Anatomy of a single UPDATE
-- A single UPDATE on a table with 4 indexes:
--
-- UPDATE orders SET status = 'shipped' WHERE id = 42;
--
-- PostgreSQL performs:
-- 1. Write new heap tuple (new row version)
-- 2. Update index on id        → new index entry
-- 3. Update index on status    → new index entry
-- 4. Update index on customer  → new index entry
-- 5. Update index on created   → new index entry
-- 6. WAL record for the heap write
-- 7. WAL record for each index write (4 more)
--
-- Total: 5 physical writes + 5 WAL entries = 10 I/O operations
-- for a single-column change.

This is write amplification: a single UPDATE orders SET status = 'shipped' produces a cascade of physical writes proportional to the number of indexes, not the amount of data changed. The application sees one row modified. The storage layer sees ten or more I/O operations. I find it helpful to see the full invoice rather than just the total.

Sources of write amplification

Allow me to walk you through the four sources. They layer on top of one another, which is part of what makes the total so easy to underestimate.

Index maintenance

The largest contributor for most workloads. Every index on a table must be updated when a non-HOT update occurs. The cost is linear in the number of indexes: a table with N indexes produces N+1 physical writes per update (one heap write plus N index writes). Tables with 8 or 10 indexes — common in applications where an ORM has been left unsupervised — pay a steep write tax on every modification.

WAL (Write-Ahead Log)

Every data change — heap writes, index writes, sequence increments — generates a WAL record before the change is applied. WAL is essential for crash recovery and replication, and it cannot be disabled. Nor should it be — one does not dismiss the fire safety officer because the paperwork is inconvenient. But WAL volume tracks the number of physical writes, so high write amplification from indexes compounds into proportionally high WAL volume.

Full-page writes

After each checkpoint, the first modification to any 8 KB data page causes PostgreSQL to write the entire page image to WAL, not just the delta. This protects against torn pages during a crash. A checkpoint followed by a burst of updates across many pages generates a surge of WAL — each touched page contributes a full 8 KB image rather than the typical few-hundred-byte change record. The wal_fpi counter in pg_stat_wal (PostgreSQL 14+) tracks how often this happens. The numbers after a checkpoint can be startling.

What you have to do ▸ According to the write amplification text, why does a burst of updates right after a checkpoint produce a surge of WAL? Answer in one to three sentences.

Information ▸
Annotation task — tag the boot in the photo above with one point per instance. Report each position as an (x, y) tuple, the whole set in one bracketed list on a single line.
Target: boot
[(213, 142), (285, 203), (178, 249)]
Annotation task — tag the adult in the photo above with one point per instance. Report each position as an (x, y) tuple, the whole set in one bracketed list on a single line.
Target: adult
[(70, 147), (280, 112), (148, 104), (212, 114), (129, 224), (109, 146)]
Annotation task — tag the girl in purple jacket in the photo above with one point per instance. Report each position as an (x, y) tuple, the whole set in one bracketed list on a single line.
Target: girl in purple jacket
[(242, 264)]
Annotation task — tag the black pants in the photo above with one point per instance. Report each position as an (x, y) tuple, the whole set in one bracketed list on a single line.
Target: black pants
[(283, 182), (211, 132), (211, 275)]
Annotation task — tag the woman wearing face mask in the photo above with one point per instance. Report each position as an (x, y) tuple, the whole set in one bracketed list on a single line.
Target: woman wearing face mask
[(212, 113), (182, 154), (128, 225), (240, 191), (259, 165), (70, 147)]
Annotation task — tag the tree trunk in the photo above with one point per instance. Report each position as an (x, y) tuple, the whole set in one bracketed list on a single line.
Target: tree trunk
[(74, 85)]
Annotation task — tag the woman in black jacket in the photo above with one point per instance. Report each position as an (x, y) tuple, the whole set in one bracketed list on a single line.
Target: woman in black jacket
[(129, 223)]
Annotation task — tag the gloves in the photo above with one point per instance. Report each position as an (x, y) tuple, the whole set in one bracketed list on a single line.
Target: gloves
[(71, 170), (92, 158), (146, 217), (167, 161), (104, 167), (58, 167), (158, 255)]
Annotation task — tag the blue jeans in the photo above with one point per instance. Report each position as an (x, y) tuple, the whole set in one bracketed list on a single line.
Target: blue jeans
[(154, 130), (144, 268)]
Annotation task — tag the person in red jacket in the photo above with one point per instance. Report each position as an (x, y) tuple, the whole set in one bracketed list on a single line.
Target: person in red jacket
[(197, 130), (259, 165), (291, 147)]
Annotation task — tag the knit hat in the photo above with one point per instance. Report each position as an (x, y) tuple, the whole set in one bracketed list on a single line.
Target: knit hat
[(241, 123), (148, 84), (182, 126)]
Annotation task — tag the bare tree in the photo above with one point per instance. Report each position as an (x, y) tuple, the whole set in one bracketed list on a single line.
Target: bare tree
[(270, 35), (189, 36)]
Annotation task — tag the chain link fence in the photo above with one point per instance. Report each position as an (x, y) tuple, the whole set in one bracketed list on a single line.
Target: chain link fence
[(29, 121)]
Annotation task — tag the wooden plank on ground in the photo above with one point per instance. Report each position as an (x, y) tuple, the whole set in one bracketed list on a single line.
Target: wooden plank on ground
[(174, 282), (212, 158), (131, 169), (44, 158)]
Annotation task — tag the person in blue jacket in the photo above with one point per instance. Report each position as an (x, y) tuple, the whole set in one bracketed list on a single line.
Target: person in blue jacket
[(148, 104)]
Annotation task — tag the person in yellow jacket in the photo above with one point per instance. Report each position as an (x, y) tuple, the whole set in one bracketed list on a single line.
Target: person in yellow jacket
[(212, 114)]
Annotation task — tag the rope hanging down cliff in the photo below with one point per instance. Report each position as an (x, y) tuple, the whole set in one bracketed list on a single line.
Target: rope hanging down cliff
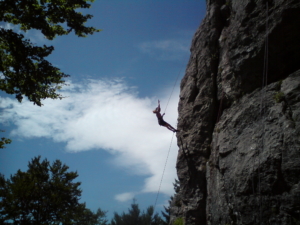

Solved problem ▸ After each checkpoint, the first modification to any 8 KB data page makes PostgreSQL write the entire page image to WAL, which protects against torn pages during a crash. Each page touched in the burst therefore adds a full 8 KB image instead of the usual few-hundred-byte change record.